**The exercise:** Rewrite the listing below, substituting "Please mark" for each occurrence of "Please spot" and changing nothing else.

**Working data:**
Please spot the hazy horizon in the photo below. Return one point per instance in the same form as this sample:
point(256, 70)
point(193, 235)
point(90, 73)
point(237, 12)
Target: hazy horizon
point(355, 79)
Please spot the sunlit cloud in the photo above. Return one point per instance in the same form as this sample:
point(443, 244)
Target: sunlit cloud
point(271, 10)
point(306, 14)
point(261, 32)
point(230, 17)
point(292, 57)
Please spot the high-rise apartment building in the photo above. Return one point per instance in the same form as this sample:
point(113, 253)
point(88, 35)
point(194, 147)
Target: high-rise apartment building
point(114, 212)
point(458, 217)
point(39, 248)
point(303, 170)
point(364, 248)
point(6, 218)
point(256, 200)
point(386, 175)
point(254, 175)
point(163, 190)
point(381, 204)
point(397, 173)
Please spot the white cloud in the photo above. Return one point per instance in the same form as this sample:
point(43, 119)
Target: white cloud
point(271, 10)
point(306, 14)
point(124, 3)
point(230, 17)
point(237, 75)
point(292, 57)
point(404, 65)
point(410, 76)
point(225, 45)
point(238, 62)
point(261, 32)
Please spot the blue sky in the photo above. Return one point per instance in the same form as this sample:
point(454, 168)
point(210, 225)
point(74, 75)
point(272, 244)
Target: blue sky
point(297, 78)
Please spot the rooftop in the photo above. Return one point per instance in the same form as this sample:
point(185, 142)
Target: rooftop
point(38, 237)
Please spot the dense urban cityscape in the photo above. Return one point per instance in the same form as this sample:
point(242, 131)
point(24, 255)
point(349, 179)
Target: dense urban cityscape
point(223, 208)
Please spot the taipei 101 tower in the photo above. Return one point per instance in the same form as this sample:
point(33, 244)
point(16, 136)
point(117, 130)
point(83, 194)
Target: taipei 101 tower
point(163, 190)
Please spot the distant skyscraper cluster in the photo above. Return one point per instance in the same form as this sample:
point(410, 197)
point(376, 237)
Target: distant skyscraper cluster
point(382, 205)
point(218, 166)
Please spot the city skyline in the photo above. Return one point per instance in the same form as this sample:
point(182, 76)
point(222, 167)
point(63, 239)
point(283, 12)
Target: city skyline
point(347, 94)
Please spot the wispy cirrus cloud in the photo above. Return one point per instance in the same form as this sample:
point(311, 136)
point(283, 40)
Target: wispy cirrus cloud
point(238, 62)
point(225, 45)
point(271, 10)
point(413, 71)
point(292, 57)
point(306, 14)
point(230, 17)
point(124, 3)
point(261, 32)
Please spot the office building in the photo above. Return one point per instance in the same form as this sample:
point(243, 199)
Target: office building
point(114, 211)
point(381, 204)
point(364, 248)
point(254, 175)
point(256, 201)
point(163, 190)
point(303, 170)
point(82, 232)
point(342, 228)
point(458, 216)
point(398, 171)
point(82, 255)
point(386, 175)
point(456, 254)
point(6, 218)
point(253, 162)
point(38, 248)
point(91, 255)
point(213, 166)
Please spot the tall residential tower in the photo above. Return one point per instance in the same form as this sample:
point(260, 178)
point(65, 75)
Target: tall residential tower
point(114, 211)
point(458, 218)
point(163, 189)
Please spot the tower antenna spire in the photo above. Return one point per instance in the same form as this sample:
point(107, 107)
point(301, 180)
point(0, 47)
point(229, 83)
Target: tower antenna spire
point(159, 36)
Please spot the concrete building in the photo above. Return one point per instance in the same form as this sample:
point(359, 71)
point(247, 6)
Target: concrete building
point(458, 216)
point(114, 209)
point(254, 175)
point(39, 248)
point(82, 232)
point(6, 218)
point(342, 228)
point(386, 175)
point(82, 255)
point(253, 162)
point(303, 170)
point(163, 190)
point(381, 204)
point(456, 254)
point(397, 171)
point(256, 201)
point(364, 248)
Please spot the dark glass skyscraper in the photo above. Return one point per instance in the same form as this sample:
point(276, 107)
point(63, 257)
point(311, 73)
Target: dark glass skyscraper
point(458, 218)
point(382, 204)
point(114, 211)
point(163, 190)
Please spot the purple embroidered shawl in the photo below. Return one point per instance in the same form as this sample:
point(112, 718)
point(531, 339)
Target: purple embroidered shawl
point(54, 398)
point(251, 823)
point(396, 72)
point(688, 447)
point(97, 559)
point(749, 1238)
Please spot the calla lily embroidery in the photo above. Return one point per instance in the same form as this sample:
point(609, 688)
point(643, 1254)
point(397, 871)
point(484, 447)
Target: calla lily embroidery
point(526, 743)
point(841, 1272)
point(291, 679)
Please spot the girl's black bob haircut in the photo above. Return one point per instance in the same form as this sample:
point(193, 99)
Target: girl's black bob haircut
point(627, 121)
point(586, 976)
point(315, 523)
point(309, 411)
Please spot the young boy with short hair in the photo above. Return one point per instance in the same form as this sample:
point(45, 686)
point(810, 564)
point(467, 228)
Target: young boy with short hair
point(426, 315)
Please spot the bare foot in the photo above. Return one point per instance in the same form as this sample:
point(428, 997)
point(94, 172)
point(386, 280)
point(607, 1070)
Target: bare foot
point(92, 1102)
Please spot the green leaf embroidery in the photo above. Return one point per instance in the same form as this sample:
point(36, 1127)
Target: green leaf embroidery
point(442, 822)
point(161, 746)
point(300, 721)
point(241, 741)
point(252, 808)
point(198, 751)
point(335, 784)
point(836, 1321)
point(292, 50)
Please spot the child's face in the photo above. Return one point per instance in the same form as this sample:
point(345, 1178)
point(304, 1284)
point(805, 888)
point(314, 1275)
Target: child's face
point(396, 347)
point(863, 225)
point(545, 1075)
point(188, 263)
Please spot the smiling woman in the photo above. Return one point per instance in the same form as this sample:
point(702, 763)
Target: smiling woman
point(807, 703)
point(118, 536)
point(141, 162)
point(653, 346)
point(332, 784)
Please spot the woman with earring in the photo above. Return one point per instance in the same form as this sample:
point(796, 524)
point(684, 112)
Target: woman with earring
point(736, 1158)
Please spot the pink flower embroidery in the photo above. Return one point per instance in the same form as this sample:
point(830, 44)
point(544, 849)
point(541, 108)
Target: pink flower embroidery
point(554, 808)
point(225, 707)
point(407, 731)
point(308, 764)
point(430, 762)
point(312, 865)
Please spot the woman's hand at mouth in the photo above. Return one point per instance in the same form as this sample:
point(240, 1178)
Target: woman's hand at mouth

**Solution to the exercise:**
Please mark the hazy horizon in the photo below. Return one point per instance in the same form as this sample:
point(256, 70)
point(193, 235)
point(90, 73)
point(237, 12)
Target: hazy horizon
point(355, 79)
Please mark the sunlit cloud in the photo above. Return one point per instance in the same form as this sample:
point(443, 244)
Target: sunlit cloud
point(271, 10)
point(306, 14)
point(261, 32)
point(230, 17)
point(292, 57)
Please mark the high-rise apartment building in the photo above. Return one point per instance in the same form as this sample:
point(113, 253)
point(88, 35)
point(194, 147)
Target: high-rise apartment building
point(114, 212)
point(458, 217)
point(39, 248)
point(303, 170)
point(364, 248)
point(6, 218)
point(256, 200)
point(386, 175)
point(254, 175)
point(163, 190)
point(381, 204)
point(397, 173)
Please mark the white cloud in the photo above. Return one point per instance in the same form as this sample:
point(43, 119)
Target: white cloud
point(271, 10)
point(306, 14)
point(124, 3)
point(230, 17)
point(237, 75)
point(292, 57)
point(404, 65)
point(410, 76)
point(225, 45)
point(238, 62)
point(261, 32)
Please mark the blue sky in the photo above. Return one point per instance in the same form as this sample:
point(454, 168)
point(210, 225)
point(74, 75)
point(272, 244)
Target: blue sky
point(297, 78)
Please mark the rooftop in the photo above. Return one point per instance in the same form as this sample:
point(185, 142)
Target: rooftop
point(38, 237)
Please mark the dense urban cityscape in the photo above. Return one point per instance in the same form as this sample:
point(242, 131)
point(24, 255)
point(349, 179)
Target: dense urban cityscape
point(223, 208)
Please mark the taipei 101 tower in the photo above. Return one point per instance in the same form as this sample:
point(33, 244)
point(16, 136)
point(117, 130)
point(83, 194)
Target: taipei 101 tower
point(163, 190)
Please mark the distant skyscraper cluster in the photo above. Return one point per instance in the same form as this sample:
point(410, 197)
point(376, 237)
Target: distant skyscraper cluster
point(382, 205)
point(218, 166)
Please mark the city skyline in the photo above. Return one point per instance in the same form as this sample:
point(182, 76)
point(222, 167)
point(63, 239)
point(283, 12)
Target: city skyline
point(347, 94)
Please mark the wispy cirrus cloud in the photo above. Return one point per instance in the same form as this sample:
point(311, 136)
point(283, 40)
Target: wispy cirrus cloud
point(238, 62)
point(225, 45)
point(271, 10)
point(413, 71)
point(292, 57)
point(306, 14)
point(230, 17)
point(124, 3)
point(261, 32)
Please mark the office building in the photo above. Return one point per instance in the same form as this sample:
point(243, 199)
Target: office building
point(114, 211)
point(381, 204)
point(364, 248)
point(254, 175)
point(256, 201)
point(163, 190)
point(303, 170)
point(82, 232)
point(342, 228)
point(458, 216)
point(398, 171)
point(82, 255)
point(386, 175)
point(456, 254)
point(6, 218)
point(253, 162)
point(38, 248)
point(91, 255)
point(213, 166)
Please mark the tall residential tower in the photo above. Return one point per instance in the same form as this sample:
point(260, 178)
point(65, 75)
Target: tall residential tower
point(114, 211)
point(458, 218)
point(163, 189)
Please mark the tower antenna spire in the photo above. Return one point per instance in the same form as this sample:
point(107, 107)
point(301, 180)
point(0, 47)
point(229, 83)
Target: tower antenna spire
point(159, 36)
Please mark the concrete building in the photo above. Return one point per instance in the same form as this sample:
point(359, 71)
point(247, 6)
Target: concrete building
point(458, 216)
point(114, 209)
point(254, 175)
point(39, 248)
point(82, 232)
point(6, 218)
point(342, 228)
point(386, 175)
point(82, 255)
point(253, 162)
point(303, 170)
point(163, 190)
point(381, 204)
point(456, 254)
point(397, 171)
point(256, 201)
point(364, 248)
Please mark the dark glass skyscraper in the photo above. Return one point per instance in the same form as this sample:
point(276, 107)
point(63, 257)
point(311, 73)
Target: dark glass skyscraper
point(458, 218)
point(382, 204)
point(114, 211)
point(163, 190)
Please mark the purple embroidered shawl in the photo below. Return one point per instance in the same form as this sample:
point(112, 718)
point(531, 339)
Target: purple embroidered shawl
point(54, 398)
point(251, 823)
point(396, 72)
point(688, 447)
point(97, 559)
point(749, 1238)
Please mark the calla lily embroidery in the photo above. Return one point per instance in the same form as this sample:
point(609, 688)
point(643, 1254)
point(397, 871)
point(484, 447)
Target: calla lily embroidery
point(526, 743)
point(841, 1272)
point(291, 679)
Please mark the girl's black bob haircut in the photo above. Return one point per instance in the same form as this sample:
point(193, 99)
Target: girl's black bob haircut
point(627, 121)
point(586, 976)
point(315, 523)
point(309, 411)
Please mark the young boy with short hair in the photo above. Return one point per instance in the same form as this sample:
point(45, 686)
point(810, 564)
point(467, 228)
Target: young boy with short hair
point(426, 315)
Please mark the bare foot in the photo above. Return one point per instance in the same form as this sample:
point(428, 997)
point(94, 172)
point(386, 280)
point(607, 1070)
Target: bare foot
point(92, 1102)
Please mark the green leaf embroidery in the photo above. Return one point per instance in the same form as this sample:
point(36, 1127)
Target: green leaf embroidery
point(442, 822)
point(161, 746)
point(300, 721)
point(241, 741)
point(252, 808)
point(198, 751)
point(335, 784)
point(836, 1321)
point(292, 50)
Please mark the child's face in the photo above. Return one point per instance in the same form as this sample:
point(345, 1178)
point(304, 1284)
point(805, 888)
point(314, 1275)
Target: child's face
point(396, 347)
point(863, 225)
point(545, 1075)
point(188, 263)
Please mark the smiling woman in the photo above. Return one point per instance in the same form as this sample:
point(702, 763)
Target: smiling woman
point(807, 703)
point(118, 536)
point(141, 162)
point(653, 346)
point(332, 784)
Please mark the woman with earring in the photo above. Return one point per instance in the same form as this sample:
point(796, 524)
point(684, 112)
Target: woman with earring
point(736, 1158)
Please mark the pink flower embroidery in the photo above. Return one point per instance in the same form as this sample:
point(830, 44)
point(544, 849)
point(541, 108)
Target: pink flower embroidery
point(554, 808)
point(225, 707)
point(407, 731)
point(308, 764)
point(430, 762)
point(312, 865)
Please mark the woman's hand at mouth in the photo above. Return one point per instance in the same form as this sample:
point(240, 1178)
Target: woman's hand at mouth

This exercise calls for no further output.